*** Block opens ***

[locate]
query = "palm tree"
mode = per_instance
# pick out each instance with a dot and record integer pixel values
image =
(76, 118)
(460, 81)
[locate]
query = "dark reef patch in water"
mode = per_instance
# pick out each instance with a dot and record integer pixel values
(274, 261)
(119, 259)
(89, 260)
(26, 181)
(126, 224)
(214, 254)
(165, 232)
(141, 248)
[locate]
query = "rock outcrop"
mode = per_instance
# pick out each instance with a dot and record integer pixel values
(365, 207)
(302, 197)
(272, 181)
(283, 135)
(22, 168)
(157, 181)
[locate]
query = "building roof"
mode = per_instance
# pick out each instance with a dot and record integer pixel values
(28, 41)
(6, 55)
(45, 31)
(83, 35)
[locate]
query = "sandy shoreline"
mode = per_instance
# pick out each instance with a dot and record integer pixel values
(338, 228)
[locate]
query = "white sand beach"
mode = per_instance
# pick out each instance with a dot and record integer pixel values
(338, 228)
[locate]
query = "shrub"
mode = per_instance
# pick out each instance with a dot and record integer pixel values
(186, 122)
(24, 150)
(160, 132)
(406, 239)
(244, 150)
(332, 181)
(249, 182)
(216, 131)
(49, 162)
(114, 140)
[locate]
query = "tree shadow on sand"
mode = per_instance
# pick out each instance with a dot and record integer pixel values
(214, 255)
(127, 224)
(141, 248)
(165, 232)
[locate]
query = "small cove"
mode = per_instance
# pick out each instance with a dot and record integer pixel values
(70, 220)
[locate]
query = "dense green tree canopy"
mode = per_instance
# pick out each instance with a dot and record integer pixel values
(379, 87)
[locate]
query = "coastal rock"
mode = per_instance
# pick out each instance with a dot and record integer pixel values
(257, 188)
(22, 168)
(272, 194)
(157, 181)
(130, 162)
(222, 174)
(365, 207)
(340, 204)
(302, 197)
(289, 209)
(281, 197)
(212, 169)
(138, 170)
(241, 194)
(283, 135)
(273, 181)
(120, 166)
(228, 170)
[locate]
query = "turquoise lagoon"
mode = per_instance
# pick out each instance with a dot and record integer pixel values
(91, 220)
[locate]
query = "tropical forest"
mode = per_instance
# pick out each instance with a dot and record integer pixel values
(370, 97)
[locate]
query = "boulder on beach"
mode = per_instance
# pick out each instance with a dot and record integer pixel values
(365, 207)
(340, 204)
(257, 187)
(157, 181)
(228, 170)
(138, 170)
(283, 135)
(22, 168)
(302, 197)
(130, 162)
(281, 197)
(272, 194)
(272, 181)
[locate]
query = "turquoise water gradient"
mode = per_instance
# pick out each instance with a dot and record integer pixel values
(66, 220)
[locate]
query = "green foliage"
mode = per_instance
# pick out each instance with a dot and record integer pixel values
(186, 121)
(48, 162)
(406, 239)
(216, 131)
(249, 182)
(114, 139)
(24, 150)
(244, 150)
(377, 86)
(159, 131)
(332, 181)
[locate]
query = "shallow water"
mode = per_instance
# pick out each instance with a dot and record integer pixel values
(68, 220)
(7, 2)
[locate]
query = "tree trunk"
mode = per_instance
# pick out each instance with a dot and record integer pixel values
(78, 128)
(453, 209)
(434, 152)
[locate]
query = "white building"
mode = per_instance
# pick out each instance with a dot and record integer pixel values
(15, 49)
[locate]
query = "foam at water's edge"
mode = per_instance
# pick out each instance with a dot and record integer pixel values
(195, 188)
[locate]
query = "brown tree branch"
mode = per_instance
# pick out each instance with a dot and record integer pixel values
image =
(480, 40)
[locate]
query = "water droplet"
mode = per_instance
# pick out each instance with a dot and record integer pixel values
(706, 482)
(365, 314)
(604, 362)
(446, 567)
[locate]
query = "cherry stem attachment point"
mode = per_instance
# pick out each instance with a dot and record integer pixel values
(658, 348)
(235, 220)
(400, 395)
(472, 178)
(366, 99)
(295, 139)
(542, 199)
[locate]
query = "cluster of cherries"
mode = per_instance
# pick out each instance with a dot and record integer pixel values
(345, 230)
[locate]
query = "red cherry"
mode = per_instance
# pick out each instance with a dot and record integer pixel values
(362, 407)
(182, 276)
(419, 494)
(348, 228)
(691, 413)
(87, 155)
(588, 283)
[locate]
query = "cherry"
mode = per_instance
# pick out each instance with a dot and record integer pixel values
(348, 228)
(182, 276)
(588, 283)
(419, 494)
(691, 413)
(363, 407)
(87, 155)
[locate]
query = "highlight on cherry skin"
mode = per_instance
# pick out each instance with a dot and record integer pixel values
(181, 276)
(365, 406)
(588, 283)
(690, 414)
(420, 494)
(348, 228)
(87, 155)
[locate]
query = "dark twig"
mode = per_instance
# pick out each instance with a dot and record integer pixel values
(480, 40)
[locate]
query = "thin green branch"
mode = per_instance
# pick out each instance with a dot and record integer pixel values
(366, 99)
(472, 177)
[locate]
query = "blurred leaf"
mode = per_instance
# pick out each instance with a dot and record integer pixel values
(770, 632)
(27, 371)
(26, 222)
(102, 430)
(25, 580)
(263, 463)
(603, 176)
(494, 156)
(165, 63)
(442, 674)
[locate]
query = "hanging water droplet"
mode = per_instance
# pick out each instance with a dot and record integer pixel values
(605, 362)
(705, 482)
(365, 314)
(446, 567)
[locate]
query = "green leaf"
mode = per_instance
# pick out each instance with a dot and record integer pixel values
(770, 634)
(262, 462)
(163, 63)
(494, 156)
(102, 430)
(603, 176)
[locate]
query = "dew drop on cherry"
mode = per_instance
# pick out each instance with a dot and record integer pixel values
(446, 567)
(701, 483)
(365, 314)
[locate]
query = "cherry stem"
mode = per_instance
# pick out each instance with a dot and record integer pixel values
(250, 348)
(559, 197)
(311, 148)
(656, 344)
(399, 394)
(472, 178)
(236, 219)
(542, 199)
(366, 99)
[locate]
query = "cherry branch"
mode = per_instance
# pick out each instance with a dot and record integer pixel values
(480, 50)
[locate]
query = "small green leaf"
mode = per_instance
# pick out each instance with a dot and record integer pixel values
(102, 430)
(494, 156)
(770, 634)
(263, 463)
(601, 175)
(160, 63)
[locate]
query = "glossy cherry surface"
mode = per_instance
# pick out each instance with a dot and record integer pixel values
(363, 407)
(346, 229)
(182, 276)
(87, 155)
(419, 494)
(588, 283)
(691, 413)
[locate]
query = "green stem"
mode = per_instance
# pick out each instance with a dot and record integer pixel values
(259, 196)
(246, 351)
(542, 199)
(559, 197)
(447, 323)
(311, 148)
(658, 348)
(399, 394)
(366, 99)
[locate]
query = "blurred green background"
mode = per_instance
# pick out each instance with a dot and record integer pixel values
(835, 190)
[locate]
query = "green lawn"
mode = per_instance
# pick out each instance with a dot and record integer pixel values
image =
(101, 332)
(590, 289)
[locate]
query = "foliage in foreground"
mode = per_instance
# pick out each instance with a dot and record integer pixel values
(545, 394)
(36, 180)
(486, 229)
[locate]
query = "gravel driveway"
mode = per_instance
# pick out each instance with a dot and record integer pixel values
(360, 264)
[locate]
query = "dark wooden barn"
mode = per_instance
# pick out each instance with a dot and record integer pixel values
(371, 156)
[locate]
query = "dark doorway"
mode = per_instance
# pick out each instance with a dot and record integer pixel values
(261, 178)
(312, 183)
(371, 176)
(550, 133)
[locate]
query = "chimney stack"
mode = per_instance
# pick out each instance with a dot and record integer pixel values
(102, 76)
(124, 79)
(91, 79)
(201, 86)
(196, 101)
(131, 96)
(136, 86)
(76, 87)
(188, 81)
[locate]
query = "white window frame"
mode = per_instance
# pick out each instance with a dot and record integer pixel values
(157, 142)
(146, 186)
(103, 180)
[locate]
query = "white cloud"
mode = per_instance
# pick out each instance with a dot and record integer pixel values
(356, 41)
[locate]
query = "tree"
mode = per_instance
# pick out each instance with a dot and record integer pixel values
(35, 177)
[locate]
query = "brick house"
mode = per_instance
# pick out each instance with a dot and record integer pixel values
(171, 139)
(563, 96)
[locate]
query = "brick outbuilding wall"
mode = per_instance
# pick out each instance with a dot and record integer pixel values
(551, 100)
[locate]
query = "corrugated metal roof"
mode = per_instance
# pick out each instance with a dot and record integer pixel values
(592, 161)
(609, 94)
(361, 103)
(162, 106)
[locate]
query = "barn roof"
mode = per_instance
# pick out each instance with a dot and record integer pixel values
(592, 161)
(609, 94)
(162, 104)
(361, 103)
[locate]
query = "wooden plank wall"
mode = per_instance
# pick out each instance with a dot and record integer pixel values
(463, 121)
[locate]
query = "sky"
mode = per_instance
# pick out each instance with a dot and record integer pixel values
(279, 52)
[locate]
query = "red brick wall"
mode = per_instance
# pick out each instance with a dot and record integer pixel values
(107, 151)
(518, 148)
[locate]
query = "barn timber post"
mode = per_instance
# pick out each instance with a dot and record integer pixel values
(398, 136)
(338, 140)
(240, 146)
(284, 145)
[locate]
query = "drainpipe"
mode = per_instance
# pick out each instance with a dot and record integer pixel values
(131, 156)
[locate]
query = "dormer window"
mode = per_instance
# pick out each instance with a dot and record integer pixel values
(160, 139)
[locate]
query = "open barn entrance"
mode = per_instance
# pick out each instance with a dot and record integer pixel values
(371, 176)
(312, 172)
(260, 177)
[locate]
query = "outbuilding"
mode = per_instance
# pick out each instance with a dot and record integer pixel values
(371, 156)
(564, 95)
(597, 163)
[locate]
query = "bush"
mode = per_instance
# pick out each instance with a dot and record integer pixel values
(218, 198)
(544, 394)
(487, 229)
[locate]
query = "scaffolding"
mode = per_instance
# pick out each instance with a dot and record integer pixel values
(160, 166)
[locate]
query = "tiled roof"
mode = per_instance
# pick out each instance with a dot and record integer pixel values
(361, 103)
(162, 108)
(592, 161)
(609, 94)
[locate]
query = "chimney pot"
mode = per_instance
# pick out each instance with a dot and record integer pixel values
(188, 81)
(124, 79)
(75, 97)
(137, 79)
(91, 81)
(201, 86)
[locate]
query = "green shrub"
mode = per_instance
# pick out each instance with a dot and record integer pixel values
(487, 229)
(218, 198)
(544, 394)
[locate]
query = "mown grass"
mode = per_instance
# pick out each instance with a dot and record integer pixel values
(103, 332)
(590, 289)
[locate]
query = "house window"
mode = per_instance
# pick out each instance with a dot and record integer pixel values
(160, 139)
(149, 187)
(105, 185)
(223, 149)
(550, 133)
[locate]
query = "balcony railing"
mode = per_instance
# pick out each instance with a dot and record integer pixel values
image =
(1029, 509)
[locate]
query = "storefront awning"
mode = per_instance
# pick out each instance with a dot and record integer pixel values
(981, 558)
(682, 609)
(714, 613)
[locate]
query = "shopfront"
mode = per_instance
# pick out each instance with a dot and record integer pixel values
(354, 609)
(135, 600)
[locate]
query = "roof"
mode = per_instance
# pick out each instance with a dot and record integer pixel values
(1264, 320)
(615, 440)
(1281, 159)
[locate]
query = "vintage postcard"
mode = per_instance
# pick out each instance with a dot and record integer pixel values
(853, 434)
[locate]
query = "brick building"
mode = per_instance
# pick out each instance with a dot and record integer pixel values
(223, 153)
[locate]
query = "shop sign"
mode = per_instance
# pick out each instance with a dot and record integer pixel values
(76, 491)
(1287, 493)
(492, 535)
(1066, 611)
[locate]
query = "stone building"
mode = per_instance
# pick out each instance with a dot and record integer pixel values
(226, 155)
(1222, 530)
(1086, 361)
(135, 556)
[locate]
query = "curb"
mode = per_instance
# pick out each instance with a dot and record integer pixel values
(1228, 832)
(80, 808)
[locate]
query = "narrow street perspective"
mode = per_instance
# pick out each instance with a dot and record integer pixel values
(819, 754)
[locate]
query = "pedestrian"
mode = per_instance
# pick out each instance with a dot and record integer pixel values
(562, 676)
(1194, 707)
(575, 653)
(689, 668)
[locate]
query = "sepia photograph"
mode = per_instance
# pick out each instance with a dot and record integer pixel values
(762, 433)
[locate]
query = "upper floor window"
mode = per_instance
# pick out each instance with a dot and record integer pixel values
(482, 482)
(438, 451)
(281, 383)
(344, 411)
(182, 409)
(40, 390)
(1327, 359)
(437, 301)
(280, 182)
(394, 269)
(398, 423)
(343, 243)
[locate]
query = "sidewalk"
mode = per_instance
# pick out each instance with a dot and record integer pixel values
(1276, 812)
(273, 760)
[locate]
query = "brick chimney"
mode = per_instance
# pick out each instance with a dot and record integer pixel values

*** Block closes ***

ACTIVITY:
Checking the data above line by line, please work out how many lines include "droplet", and reply with the number only.

COMPLETED TASK:
2